Stored items
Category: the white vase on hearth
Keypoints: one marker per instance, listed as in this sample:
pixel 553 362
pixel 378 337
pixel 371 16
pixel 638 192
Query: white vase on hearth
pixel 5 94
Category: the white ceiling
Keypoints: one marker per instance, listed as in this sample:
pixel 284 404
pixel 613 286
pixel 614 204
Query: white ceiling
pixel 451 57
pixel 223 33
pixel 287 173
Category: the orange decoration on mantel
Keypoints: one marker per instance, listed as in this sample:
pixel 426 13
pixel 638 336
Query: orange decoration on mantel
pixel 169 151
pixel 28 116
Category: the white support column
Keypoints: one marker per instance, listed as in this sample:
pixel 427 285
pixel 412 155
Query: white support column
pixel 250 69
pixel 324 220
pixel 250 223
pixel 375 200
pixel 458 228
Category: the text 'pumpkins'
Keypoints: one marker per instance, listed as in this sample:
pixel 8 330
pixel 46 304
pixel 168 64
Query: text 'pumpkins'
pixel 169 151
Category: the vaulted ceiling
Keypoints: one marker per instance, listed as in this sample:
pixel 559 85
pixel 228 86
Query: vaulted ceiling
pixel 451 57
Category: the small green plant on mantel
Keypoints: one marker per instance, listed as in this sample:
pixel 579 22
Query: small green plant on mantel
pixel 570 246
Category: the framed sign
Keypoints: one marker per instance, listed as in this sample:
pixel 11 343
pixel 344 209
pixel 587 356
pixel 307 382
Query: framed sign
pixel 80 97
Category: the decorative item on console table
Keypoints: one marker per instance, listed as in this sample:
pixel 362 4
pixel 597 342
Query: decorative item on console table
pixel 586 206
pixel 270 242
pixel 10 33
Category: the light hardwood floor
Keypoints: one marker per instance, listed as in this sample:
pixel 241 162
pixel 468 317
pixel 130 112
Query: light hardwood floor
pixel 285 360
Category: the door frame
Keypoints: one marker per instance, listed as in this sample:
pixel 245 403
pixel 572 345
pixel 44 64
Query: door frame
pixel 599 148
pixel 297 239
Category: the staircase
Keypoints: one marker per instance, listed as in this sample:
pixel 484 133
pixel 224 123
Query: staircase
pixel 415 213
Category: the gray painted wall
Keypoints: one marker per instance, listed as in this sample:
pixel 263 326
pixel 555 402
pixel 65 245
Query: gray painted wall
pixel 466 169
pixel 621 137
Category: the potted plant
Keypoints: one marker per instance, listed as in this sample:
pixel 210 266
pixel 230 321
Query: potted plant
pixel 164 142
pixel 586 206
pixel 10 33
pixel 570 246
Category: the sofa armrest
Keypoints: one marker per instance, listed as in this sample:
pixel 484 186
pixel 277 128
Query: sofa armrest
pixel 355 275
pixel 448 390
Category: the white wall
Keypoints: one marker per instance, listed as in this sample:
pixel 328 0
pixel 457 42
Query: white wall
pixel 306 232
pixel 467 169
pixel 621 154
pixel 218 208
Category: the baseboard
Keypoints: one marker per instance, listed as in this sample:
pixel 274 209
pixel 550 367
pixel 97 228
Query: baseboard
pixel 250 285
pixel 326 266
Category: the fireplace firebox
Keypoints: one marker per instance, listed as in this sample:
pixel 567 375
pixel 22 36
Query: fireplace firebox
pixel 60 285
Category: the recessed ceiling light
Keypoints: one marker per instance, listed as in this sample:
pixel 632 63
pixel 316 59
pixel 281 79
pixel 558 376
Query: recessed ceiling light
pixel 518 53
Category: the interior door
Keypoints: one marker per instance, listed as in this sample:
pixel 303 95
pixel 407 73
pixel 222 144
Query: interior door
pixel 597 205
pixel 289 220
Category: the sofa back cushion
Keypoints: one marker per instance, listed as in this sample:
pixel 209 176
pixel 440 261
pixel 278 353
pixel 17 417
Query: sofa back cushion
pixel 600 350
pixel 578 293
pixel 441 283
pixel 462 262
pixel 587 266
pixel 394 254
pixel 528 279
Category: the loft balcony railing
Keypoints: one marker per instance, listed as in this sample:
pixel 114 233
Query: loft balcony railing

*AIM OF THE EXERCISE*. Copy each line from the data that features the string "balcony".

*ANSWER FOR THE TASK*.
Category: the loft balcony railing
Query: loft balcony railing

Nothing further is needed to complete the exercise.